_DIRECTIONS_. Every entry below must appear again, exactly as written.

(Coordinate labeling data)
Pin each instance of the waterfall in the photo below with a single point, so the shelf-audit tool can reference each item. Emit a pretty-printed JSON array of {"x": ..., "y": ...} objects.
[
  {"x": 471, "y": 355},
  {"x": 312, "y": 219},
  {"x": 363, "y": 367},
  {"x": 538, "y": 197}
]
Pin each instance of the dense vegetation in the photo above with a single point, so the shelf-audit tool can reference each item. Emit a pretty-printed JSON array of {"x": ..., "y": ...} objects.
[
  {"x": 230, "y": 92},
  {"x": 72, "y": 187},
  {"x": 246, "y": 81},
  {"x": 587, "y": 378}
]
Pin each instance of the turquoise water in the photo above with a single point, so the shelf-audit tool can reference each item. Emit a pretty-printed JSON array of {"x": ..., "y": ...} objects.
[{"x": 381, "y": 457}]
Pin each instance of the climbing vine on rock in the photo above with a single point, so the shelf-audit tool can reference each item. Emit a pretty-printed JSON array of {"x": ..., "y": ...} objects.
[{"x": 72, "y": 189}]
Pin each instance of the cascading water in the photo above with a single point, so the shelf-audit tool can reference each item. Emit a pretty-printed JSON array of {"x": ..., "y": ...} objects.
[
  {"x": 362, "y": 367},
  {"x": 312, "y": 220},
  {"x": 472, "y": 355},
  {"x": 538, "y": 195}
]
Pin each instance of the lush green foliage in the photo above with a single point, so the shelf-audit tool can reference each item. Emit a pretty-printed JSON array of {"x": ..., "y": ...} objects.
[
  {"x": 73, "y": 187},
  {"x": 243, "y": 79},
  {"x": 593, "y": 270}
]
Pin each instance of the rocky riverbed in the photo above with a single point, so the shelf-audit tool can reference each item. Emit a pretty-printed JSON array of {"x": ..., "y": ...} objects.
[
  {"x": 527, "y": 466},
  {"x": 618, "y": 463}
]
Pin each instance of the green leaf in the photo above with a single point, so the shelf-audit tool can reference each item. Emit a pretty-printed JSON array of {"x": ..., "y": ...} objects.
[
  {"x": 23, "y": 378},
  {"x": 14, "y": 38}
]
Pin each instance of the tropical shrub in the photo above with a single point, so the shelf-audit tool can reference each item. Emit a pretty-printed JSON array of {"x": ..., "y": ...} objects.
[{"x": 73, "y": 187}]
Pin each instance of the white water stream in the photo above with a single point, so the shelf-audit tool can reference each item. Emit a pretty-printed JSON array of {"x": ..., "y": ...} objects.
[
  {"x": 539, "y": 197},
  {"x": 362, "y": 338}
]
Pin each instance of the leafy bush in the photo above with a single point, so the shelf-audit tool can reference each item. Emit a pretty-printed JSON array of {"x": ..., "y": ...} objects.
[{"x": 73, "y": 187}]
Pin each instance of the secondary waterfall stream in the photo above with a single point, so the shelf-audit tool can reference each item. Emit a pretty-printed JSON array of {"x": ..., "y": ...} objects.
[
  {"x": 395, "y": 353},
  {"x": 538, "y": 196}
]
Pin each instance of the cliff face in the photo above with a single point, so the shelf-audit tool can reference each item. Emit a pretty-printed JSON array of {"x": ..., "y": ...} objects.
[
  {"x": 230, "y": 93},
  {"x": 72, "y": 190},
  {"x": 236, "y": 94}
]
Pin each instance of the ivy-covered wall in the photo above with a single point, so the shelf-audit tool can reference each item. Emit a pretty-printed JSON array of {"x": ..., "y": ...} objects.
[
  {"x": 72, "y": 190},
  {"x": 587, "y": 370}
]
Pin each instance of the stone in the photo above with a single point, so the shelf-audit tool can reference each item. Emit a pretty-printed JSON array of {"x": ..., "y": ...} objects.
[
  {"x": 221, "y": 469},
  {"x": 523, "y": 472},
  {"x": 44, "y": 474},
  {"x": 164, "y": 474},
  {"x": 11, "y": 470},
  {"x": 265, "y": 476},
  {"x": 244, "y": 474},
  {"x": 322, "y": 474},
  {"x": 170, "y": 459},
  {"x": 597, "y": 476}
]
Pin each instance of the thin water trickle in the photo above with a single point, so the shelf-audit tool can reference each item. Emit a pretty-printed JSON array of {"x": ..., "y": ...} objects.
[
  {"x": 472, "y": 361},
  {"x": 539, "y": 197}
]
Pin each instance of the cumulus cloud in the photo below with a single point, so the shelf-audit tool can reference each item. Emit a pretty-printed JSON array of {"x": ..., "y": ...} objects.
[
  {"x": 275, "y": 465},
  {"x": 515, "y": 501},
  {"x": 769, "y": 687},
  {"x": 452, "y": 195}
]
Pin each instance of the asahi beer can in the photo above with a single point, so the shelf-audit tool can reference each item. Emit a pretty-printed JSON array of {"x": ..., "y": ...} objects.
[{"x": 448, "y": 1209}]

_RESPONSE BELOW_.
Pin each instance of the waterfall in the photo below with a single point, so the shelf-audit tool can reference each item. Emit a pretty-printed JSON array of {"x": ..., "y": ...} objects.
[
  {"x": 471, "y": 355},
  {"x": 312, "y": 219},
  {"x": 363, "y": 367},
  {"x": 538, "y": 197}
]
Pin each instance of the dense vegetation in the photo above with a single point, so the shelf-audit tool can reference each item. Emit a pretty-printed JSON array of {"x": ..., "y": ...} objects.
[
  {"x": 230, "y": 92},
  {"x": 72, "y": 187},
  {"x": 246, "y": 81},
  {"x": 587, "y": 378}
]
Pin each instance of the turquoise water in the photo above with a single point, so the shelf-audit tool can reference each item. Emit a pretty-printed JSON array of {"x": ..., "y": ...} objects.
[{"x": 381, "y": 457}]
Pin each instance of the climbing vine on rock in the photo above with a single point, so the shelf-audit tool can reference each item. Emit a pretty-printed JSON array of {"x": ..., "y": ...} objects.
[{"x": 72, "y": 189}]
Pin each instance of the cascading water in the photo above with a single point, so the shelf-audit tool can reference each item. Emit a pretty-printed JSON array of {"x": ..., "y": ...} objects.
[
  {"x": 362, "y": 367},
  {"x": 312, "y": 220},
  {"x": 472, "y": 355},
  {"x": 538, "y": 195}
]
Pin each instance of the lush green foliage in the photo above with a single point, so the shelf-audit tool can reference each item. Emit a pretty-printed JSON array of {"x": ..., "y": ...} objects.
[
  {"x": 73, "y": 187},
  {"x": 243, "y": 79},
  {"x": 593, "y": 270}
]
Pin each instance of the rocky riverbed in the photo above with a single point, so the shelf-audit tool can reference each item. Emit a pretty-printed JSON array of {"x": ..., "y": ...} objects.
[
  {"x": 527, "y": 466},
  {"x": 618, "y": 463}
]
Pin each instance of the green leaf in the photo above with a single point, so the shelf-audit tool can reference each item. Emit a pretty-printed JSON array of {"x": ..., "y": ...} objects.
[
  {"x": 23, "y": 378},
  {"x": 14, "y": 38}
]
Pin each instance of the tropical shrub in the photo above with a single point, so the shelf-audit tool can reference each item. Emit a pretty-printed JSON array of {"x": ..., "y": ...} objects.
[{"x": 73, "y": 187}]
Pin each instance of the white water stream in the photo above with a single point, so the shelf-audit tool can reference each item. Emit a pretty-printed JSON array of {"x": ..., "y": ...} objects.
[
  {"x": 539, "y": 197},
  {"x": 362, "y": 338}
]
Pin each instance of the leafy bush in the photo above with a single point, so the shelf-audit tool can reference each item. Emit a pretty-printed JSON array of {"x": ..., "y": ...} objects.
[{"x": 73, "y": 187}]
Pin each instance of the secondary waterfall stream in the photo above with a single point, so the shelf-audit tool can reference each item. Emit a pretty-printed JSON array of {"x": ..., "y": ...} objects.
[
  {"x": 395, "y": 353},
  {"x": 538, "y": 196}
]
Pin each instance of the cliff face in the photo above with a single point, so the shelf-audit tool can reference each item. Emit a pretty-printed JSON array of {"x": ..., "y": ...} objects.
[
  {"x": 230, "y": 93},
  {"x": 72, "y": 190},
  {"x": 236, "y": 94}
]
Pin each instance of the ivy-covered wall in the photo above with a single point, so the shelf-audit tool can reference each item. Emit a pretty-printed JSON array of {"x": ..., "y": ...} objects.
[
  {"x": 72, "y": 190},
  {"x": 587, "y": 370}
]
Pin each instance of the stone in the photo above with a single point, so the shelf-audit tool can reference each item. Emit a pretty-printed JSON array of {"x": ..., "y": ...} objects.
[
  {"x": 221, "y": 469},
  {"x": 523, "y": 472},
  {"x": 44, "y": 474},
  {"x": 164, "y": 474},
  {"x": 11, "y": 470},
  {"x": 265, "y": 476},
  {"x": 244, "y": 474},
  {"x": 322, "y": 474},
  {"x": 170, "y": 459},
  {"x": 597, "y": 476}
]
Pin each instance of the thin water trickle in the photo above with a single point, so the shelf-audit tool can reference each item. Emit a pretty-printed JSON array of {"x": ..., "y": ...} objects.
[
  {"x": 472, "y": 361},
  {"x": 539, "y": 197}
]
Pin each instance of the cumulus cloud in the photo below with a single point, so the shelf-audit tool can reference each item. Emit a pretty-printed JSON array of {"x": ..., "y": ...} objects.
[
  {"x": 275, "y": 465},
  {"x": 515, "y": 501},
  {"x": 769, "y": 687},
  {"x": 452, "y": 195}
]
Pin each instance of the asahi beer can in the photo above with a single point, so the shelf-audit tool can reference each item. Emit a pretty-printed JSON array of {"x": ..., "y": ...} objects.
[{"x": 448, "y": 1209}]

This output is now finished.